Reading passage.
# # # #

Lack of efficacy of mitoxantrone in primary progressive Multiple Sclerosis irrespective of pharmacogenetic factors: a multi-center, retrospective analysis.

BACKGROUND: Mitoxantrone is used on an off-label basis in primary progressive MS (PPMS). ABC-transporter-genotypes are associated with therapeutic response in relapsing/secondary progressive MS (RP/SPMS). OBJECTIVE: To evaluate potential pharmacogenetic response markers for mitoxantrone in PPMS. METHODS: 41 mitoxantrone-treated PPMS-patients, 155 mitoxantrone-treated RP/SPMS-patients and 43 PPMS-controls were retrospectively assessed for clinical therapy-response and in correlation with four single-nucleotide-polymorphisms in ABCB1- and ABCG2-genes. RESULTS: 53.7% PPMS-patients were mitoxantrone-responders, in comparison to 78.1% of RP/SPMS-patients (p=0.039). There was no association between genotype and treatment response. CONCLUSION: Our data discourages the use of mitoxantrone in PPMS regardless of pharmacogenetic response markers previously described in RP/SPMS.

# # # #

Reproduce the abstract on mitoxantrone in primary progressive MS from "BACKGROUND: Mitoxantrone is" up to and including "described in RP/SPMS.", changing "therapy-response" to "treatment response".

Stored records.

# # # #

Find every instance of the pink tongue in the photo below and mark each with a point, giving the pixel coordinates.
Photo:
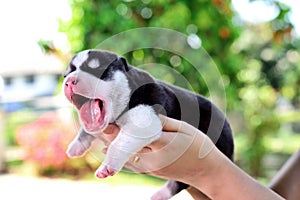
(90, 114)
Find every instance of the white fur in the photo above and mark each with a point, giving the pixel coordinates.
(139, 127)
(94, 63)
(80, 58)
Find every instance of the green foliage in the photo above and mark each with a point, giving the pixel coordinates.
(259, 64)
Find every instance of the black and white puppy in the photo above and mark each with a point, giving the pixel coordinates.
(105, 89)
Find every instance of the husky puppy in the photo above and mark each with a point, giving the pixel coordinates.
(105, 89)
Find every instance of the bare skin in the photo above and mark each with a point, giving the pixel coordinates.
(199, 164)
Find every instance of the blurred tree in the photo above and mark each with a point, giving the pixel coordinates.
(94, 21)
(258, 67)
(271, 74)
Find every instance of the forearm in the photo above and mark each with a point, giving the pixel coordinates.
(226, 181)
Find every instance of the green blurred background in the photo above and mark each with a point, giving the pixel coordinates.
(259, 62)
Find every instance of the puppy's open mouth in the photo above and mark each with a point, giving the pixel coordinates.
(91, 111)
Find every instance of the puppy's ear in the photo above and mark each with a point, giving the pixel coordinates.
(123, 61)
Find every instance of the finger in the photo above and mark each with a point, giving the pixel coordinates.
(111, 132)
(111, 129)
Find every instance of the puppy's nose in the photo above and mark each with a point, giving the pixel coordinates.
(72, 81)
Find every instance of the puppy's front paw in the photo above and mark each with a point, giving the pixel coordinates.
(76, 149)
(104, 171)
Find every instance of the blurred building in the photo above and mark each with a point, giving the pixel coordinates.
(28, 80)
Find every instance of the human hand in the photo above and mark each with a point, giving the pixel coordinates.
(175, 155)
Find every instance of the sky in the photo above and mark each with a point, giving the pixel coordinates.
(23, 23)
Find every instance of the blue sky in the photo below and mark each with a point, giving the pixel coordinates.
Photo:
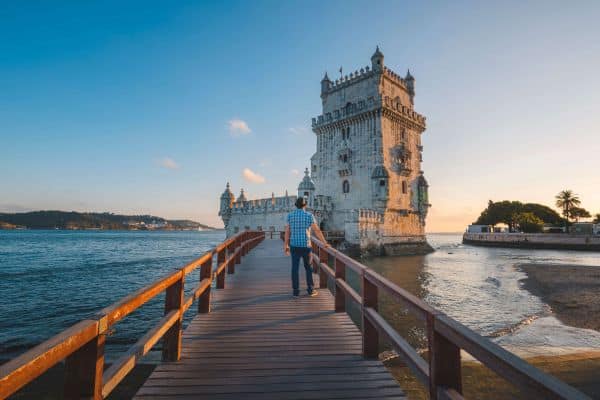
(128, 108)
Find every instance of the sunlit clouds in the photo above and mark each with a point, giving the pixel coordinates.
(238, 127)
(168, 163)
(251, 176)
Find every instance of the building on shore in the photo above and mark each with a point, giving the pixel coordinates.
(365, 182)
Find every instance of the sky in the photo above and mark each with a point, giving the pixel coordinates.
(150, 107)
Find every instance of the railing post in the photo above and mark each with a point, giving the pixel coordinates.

# # # #

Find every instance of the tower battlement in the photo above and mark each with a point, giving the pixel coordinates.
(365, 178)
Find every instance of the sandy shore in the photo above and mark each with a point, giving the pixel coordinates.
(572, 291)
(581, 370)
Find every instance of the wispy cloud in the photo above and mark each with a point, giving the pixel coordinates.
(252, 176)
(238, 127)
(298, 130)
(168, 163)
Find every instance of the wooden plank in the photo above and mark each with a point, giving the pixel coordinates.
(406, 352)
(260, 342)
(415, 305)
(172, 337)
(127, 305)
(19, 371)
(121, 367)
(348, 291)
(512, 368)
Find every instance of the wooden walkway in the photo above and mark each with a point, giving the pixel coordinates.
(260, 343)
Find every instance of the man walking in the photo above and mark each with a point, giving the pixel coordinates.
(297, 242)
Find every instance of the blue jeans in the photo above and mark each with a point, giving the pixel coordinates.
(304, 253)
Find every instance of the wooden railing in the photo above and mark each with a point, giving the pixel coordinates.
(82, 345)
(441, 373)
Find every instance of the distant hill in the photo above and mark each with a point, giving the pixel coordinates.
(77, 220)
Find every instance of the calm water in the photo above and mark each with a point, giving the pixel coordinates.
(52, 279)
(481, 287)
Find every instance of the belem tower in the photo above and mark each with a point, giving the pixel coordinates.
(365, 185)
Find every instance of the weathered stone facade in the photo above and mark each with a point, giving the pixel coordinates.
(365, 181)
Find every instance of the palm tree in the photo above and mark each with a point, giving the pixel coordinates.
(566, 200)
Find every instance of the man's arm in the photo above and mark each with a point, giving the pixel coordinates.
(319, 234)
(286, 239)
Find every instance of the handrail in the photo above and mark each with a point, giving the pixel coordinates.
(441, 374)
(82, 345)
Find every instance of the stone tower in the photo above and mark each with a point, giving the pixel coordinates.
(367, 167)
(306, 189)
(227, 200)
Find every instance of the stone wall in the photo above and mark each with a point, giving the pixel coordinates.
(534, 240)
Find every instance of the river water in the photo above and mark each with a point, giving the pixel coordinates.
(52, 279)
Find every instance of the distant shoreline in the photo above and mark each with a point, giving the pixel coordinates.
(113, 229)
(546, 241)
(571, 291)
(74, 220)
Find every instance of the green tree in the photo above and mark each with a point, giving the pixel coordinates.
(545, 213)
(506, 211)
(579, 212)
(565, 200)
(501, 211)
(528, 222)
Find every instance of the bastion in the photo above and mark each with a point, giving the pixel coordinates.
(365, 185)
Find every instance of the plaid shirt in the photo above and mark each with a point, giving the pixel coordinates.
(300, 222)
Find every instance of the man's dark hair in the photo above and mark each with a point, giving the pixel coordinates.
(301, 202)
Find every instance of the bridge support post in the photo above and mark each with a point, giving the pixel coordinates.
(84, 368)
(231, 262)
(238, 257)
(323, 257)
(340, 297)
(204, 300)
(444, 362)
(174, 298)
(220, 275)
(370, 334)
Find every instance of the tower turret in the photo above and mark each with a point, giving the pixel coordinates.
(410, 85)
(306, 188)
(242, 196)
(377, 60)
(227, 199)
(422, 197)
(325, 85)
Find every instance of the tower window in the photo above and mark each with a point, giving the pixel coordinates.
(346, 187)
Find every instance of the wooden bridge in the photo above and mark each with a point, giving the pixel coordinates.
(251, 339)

# # # #

Answer to this task.
BACKGROUND: Mitoxantrone is used on an off-label basis in primary progressive MS (PPMS). ABC-transporter-genotypes are associated with therapeutic response in relapsing/secondary progressive MS (RP/SPMS). OBJECTIVE: To evaluate potential pharmacogenetic response markers for mitoxantrone in PPMS. METHODS: 41 mitoxantrone-treated PPMS-patients, 155 mitoxantrone-treated RP/SPMS-patients and 43 PPMS-controls were retrospectively assessed for clinical treatment response and in correlation with four single-nucleotide-polymorphisms in ABCB1- and ABCG2-genes. RESULTS: 53.7% PPMS-patients were mitoxantrone-responders, in comparison to 78.1% of RP/SPMS-patients (p=0.039). There was no association between genotype and treatment response. CONCLUSION: Our data discourages the use of mitoxantrone in PPMS regardless of pharmacogenetic response markers previously described in RP/SPMS.